▶ [Short exercise]:
Starting with the line containing "[segment] cobblestone ground" and going on through the line containing "POLYGON ((65 35, 61", rewrite the listing with "cobblestone" changed to "gravel" and nothing else altered.

(Labeled contour entries)
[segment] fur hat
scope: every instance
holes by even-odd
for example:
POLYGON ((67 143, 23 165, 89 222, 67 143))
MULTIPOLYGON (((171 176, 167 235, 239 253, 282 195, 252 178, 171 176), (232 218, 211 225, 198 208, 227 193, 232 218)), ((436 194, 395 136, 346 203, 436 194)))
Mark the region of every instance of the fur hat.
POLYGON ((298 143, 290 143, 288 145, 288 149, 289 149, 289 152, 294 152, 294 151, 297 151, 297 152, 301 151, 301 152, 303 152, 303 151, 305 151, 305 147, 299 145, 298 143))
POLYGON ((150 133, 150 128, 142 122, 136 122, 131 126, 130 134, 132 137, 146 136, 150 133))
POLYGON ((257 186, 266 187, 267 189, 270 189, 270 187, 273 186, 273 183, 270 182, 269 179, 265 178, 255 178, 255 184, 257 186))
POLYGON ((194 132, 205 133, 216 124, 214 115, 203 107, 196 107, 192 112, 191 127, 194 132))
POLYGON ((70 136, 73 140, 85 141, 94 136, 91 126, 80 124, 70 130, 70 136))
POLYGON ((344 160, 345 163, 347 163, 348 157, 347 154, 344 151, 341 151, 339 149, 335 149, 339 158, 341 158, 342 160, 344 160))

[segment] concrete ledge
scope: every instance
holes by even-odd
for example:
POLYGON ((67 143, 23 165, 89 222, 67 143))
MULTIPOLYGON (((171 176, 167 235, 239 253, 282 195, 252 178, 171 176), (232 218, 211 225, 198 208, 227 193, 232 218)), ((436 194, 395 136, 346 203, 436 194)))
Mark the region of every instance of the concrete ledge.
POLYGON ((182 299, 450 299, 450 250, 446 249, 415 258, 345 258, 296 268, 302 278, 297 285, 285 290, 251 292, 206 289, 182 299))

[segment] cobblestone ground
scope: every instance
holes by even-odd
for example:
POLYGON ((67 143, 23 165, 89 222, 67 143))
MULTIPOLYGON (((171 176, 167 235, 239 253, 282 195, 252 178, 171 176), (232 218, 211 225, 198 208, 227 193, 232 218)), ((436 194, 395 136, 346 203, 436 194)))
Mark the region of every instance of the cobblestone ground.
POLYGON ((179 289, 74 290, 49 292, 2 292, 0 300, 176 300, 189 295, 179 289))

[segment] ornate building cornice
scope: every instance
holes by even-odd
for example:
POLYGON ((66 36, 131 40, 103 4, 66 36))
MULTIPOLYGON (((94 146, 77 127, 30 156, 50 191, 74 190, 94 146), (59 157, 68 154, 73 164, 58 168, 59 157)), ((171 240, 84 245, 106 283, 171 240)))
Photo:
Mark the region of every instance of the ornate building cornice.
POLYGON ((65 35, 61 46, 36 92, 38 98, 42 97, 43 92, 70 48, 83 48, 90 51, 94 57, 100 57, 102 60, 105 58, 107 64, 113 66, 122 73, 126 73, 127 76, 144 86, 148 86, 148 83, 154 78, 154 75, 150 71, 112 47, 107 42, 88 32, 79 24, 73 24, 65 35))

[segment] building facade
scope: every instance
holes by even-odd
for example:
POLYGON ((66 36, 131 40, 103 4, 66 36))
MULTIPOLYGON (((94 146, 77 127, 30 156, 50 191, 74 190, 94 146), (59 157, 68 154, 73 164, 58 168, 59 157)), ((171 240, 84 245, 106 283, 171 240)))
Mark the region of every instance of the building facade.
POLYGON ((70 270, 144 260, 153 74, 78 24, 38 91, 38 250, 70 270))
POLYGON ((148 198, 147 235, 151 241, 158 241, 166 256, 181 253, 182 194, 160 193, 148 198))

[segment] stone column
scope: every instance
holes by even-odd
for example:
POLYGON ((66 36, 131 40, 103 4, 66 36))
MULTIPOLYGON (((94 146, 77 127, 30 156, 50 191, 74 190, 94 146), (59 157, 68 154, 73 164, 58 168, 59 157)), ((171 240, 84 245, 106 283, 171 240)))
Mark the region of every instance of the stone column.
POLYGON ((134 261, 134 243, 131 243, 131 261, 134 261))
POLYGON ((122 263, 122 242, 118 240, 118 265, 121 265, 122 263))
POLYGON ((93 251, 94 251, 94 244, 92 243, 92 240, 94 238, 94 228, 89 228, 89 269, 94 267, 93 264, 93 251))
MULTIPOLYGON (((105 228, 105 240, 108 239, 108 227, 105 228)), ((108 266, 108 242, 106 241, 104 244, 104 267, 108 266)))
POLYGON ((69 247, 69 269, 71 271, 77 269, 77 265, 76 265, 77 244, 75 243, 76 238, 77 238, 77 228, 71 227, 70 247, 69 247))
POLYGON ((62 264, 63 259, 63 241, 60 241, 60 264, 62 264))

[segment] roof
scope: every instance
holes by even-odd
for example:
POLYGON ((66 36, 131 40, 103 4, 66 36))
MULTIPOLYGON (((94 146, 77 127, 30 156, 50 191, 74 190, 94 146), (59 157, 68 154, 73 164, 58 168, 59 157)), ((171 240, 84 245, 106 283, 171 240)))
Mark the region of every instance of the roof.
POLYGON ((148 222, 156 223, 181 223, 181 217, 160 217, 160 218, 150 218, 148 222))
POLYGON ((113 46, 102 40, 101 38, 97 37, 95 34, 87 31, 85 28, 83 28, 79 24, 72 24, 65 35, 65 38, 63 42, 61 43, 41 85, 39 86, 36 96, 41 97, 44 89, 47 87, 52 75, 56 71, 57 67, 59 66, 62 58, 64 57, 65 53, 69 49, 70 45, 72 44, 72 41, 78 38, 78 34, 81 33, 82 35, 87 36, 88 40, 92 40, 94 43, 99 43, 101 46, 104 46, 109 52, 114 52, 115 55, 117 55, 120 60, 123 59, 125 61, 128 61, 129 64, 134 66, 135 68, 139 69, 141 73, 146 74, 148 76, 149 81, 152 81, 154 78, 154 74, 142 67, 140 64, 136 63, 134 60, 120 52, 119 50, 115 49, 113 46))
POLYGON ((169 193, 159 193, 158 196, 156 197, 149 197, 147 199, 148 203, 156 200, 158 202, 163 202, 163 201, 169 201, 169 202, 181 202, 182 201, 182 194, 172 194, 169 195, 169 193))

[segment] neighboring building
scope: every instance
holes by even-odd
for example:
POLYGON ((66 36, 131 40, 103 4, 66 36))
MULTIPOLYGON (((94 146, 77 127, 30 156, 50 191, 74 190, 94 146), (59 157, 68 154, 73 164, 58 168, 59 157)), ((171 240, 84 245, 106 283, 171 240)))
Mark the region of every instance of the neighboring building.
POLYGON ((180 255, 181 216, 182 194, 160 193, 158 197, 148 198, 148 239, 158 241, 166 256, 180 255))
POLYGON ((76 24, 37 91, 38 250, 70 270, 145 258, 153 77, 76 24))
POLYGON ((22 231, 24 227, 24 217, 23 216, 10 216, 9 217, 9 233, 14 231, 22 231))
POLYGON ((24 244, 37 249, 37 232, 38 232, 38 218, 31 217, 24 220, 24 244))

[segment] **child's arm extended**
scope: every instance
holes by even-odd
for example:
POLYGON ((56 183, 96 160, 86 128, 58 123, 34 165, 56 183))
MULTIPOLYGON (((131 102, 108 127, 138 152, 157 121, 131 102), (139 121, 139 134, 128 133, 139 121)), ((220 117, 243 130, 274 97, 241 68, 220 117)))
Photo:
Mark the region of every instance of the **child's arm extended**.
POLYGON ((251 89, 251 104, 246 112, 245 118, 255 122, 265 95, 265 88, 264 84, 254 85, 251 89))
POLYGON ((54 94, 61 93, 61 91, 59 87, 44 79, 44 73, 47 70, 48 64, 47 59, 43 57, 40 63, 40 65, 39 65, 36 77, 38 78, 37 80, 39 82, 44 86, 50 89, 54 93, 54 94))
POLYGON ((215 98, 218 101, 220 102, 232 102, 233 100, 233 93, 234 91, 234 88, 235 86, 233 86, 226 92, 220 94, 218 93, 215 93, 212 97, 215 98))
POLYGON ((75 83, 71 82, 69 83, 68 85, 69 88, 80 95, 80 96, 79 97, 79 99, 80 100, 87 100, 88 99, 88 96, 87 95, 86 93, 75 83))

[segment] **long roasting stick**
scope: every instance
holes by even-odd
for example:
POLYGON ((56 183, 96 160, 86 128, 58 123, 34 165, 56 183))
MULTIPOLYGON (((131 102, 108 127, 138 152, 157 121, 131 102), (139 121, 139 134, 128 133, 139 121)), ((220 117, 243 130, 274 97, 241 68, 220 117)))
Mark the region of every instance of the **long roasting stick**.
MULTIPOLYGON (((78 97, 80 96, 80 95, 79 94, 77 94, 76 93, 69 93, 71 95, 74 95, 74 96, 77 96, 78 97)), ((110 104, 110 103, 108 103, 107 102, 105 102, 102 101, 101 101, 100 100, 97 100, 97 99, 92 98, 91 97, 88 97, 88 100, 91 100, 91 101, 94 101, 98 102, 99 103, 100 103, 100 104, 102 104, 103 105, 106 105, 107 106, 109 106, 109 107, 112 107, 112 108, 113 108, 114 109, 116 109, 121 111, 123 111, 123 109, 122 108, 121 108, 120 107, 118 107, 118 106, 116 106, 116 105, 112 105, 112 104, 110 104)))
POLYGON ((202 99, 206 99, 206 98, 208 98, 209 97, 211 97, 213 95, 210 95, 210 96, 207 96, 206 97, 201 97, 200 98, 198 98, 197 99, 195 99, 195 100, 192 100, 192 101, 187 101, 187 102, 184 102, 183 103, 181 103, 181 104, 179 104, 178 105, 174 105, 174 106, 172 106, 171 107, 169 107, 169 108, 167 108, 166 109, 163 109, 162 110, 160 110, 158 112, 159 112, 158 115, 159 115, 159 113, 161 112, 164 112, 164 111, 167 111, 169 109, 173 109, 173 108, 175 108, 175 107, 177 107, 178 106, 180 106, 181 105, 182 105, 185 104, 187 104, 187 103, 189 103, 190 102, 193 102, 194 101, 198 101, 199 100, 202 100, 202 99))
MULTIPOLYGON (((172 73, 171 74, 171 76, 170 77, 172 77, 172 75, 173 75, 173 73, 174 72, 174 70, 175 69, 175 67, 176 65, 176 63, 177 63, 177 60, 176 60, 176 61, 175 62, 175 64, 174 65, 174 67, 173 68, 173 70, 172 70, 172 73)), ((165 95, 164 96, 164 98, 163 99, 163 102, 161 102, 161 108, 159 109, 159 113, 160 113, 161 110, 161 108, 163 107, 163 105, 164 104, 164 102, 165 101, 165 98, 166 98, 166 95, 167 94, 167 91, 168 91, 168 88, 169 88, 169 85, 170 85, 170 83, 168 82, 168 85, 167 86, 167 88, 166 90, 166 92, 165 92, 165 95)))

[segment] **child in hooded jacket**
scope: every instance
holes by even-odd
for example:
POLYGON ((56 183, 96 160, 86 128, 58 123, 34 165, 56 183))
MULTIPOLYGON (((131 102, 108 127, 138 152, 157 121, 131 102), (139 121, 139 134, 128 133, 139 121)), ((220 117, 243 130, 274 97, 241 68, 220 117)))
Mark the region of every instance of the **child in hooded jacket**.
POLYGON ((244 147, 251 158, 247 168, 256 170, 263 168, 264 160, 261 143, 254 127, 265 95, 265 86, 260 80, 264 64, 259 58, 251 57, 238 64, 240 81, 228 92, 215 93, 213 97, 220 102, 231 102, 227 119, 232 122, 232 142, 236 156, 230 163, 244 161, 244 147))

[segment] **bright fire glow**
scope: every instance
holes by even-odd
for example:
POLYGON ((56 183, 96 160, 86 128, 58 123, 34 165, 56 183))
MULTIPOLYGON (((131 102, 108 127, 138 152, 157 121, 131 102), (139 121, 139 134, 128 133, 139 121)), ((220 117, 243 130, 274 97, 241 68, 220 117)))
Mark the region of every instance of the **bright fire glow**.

▶ [Completed exercise]:
[segment] gravel ground
scope: every instance
holes by even-odd
for example:
POLYGON ((67 143, 23 165, 89 222, 67 143))
MULTIPOLYGON (((171 176, 167 235, 239 253, 282 195, 252 178, 171 176), (232 218, 211 225, 198 208, 227 193, 232 218)), ((436 194, 395 136, 346 203, 436 194)))
Mark the region of every instance of the gravel ground.
POLYGON ((179 289, 74 290, 49 292, 2 292, 0 300, 176 300, 189 295, 179 289))

[segment] ornate building cornice
scope: every instance
holes by even-odd
for example:
POLYGON ((66 36, 131 40, 103 4, 66 36))
MULTIPOLYGON (((94 146, 77 127, 30 156, 50 191, 74 190, 94 146), (59 157, 68 154, 73 164, 58 168, 59 157)), ((171 240, 84 245, 106 283, 171 240)))
Photo:
Mark the region of every instance of the ornate building cornice.
POLYGON ((65 35, 61 46, 36 92, 38 98, 42 97, 43 92, 70 48, 83 48, 90 51, 94 57, 100 57, 102 60, 105 58, 107 64, 113 66, 122 73, 126 73, 127 76, 144 86, 148 86, 148 83, 154 78, 154 75, 150 71, 112 47, 107 42, 88 32, 79 24, 73 24, 65 35))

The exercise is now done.